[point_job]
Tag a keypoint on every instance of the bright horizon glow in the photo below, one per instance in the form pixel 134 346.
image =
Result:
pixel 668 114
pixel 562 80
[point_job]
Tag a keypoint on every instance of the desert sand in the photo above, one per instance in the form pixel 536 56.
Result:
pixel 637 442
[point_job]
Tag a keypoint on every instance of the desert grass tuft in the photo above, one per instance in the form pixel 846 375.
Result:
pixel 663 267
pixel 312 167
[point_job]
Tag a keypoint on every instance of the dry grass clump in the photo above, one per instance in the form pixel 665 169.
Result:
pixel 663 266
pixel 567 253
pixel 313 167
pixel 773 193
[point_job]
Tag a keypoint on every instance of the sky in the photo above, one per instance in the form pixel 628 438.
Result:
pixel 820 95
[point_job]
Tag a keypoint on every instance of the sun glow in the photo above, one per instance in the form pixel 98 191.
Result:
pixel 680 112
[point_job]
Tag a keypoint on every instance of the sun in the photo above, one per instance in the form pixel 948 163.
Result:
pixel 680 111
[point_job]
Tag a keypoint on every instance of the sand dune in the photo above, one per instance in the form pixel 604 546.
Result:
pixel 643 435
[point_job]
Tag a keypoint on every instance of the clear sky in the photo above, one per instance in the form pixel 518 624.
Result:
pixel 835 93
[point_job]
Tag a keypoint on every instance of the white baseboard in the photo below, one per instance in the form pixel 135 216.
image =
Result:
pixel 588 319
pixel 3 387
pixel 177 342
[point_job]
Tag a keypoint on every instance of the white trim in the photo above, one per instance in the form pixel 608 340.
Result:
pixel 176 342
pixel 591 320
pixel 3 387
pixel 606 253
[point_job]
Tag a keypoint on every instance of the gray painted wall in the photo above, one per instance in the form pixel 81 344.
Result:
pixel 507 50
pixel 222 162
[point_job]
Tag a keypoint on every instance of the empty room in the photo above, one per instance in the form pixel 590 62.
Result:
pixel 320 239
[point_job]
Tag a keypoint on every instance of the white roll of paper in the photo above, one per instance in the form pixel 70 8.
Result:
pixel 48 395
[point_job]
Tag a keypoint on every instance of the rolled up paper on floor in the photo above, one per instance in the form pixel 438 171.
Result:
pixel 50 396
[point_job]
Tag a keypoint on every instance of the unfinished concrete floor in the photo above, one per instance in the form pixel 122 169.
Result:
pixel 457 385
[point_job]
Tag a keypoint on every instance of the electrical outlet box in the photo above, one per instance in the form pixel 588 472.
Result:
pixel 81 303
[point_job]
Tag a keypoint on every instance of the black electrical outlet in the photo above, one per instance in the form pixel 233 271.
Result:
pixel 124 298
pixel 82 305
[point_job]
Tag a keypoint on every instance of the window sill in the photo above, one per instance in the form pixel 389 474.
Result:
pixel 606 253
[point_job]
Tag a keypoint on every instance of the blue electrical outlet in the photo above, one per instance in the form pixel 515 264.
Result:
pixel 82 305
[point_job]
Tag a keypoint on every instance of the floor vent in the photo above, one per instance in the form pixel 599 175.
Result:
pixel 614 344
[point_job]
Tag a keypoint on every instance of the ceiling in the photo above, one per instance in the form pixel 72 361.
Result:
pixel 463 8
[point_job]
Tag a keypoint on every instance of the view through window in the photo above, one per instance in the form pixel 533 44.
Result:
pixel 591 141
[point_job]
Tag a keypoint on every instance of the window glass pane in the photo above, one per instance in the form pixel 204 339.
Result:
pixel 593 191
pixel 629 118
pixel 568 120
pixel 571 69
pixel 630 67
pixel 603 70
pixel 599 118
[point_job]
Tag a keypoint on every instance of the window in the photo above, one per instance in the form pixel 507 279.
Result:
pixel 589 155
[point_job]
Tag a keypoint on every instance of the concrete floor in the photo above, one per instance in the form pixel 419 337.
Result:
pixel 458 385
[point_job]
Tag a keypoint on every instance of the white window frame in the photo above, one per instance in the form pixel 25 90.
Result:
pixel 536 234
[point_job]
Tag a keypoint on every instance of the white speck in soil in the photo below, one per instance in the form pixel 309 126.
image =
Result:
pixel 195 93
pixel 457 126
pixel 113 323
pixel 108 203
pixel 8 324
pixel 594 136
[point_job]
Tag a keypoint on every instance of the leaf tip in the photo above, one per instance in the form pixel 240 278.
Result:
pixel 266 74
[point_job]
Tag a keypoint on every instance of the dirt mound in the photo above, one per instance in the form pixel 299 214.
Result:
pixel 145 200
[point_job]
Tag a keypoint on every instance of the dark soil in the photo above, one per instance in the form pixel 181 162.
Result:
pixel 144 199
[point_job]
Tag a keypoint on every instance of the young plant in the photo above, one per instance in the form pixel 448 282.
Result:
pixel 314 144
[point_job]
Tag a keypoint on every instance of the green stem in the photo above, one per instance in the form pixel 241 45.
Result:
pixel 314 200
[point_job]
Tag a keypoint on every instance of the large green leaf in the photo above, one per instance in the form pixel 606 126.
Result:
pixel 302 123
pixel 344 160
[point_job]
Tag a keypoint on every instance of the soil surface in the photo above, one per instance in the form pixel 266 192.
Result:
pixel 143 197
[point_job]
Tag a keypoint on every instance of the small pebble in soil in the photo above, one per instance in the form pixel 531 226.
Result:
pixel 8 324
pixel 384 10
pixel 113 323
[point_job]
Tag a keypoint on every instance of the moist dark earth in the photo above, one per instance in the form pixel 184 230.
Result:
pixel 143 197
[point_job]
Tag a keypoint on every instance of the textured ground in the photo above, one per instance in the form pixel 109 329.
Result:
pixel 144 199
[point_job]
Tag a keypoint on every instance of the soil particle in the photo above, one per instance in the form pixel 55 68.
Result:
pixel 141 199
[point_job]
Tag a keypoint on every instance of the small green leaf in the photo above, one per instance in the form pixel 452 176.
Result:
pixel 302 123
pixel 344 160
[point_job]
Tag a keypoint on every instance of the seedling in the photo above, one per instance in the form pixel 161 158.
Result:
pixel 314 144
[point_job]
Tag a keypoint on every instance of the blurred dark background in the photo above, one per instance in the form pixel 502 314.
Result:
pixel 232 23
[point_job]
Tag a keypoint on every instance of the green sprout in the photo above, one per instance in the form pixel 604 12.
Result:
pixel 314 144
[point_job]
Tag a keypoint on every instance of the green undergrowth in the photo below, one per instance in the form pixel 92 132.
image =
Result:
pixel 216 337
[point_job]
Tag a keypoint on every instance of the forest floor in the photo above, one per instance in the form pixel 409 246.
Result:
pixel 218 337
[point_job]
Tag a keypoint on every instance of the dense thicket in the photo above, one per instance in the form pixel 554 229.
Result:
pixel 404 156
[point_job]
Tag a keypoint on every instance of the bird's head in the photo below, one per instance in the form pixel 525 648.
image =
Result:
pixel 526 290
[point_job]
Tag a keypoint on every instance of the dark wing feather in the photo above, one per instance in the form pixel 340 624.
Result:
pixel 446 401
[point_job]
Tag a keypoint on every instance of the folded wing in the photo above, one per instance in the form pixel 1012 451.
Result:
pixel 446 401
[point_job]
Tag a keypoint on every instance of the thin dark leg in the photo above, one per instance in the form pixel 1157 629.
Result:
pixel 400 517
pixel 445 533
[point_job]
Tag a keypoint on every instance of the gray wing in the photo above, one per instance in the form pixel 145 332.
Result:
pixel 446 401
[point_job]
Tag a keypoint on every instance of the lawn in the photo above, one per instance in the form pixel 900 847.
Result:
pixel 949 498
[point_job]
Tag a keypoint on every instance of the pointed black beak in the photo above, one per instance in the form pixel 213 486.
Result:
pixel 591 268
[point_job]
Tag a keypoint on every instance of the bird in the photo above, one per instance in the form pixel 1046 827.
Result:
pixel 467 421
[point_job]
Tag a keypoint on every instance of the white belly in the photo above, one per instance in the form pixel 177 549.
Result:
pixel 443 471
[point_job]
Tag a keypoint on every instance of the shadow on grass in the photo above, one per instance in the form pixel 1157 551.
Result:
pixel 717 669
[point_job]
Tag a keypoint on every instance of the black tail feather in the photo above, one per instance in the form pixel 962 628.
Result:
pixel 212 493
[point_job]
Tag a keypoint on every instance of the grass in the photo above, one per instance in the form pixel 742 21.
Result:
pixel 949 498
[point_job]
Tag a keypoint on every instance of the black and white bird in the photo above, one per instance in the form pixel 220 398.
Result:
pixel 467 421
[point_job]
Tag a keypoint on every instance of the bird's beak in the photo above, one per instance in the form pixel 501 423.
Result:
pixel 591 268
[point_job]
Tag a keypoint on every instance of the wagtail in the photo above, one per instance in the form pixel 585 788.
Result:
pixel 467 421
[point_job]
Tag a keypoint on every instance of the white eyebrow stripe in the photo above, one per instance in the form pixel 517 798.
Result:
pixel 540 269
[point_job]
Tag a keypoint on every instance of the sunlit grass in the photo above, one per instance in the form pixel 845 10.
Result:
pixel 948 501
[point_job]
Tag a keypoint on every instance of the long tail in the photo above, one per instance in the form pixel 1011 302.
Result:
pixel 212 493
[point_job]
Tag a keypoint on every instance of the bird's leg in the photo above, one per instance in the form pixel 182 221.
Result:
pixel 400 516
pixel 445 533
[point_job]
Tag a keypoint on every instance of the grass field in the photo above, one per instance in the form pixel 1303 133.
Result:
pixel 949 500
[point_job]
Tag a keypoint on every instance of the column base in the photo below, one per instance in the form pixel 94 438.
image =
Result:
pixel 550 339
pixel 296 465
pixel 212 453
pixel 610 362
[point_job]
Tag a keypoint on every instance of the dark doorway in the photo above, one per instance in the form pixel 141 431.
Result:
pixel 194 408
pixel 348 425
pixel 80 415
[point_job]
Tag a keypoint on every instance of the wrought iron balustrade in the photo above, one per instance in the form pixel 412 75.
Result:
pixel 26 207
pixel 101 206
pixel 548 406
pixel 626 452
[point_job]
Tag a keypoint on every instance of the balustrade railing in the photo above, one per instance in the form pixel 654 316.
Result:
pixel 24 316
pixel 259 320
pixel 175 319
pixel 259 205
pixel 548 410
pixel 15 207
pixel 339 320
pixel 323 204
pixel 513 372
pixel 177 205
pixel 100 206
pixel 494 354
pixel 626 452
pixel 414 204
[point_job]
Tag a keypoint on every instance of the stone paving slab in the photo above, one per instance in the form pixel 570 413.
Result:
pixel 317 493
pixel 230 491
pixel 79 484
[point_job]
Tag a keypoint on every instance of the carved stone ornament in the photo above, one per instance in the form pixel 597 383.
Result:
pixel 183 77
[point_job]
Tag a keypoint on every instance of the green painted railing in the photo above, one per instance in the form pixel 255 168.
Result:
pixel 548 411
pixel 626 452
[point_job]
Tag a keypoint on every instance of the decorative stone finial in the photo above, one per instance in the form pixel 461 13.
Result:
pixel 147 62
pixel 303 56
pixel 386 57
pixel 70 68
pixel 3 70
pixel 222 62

****************************************

- _Task to carry out_:
Report every line of the items above that contains the word "green".

- _Exercise output_:
Tag a keypoint on every instance of the green stem in the photo above, one per instance in the form pixel 241 45.
Tag a keypoint on every instance of the large green leaf in the photo above, one per instance in the form pixel 606 126.
Tag a keypoint on every instance of the small green leaf in the photo above, one per instance in the form pixel 452 176.
Tag a keypoint on every instance of the green sprout in the photo above, one per instance in the form pixel 604 12.
Tag a keypoint on every instance of the green undergrowth in the photo below, one per instance in the form pixel 92 132.
Tag a keypoint on every instance of the green painted railing in the photo above, one per instance in the form pixel 255 168.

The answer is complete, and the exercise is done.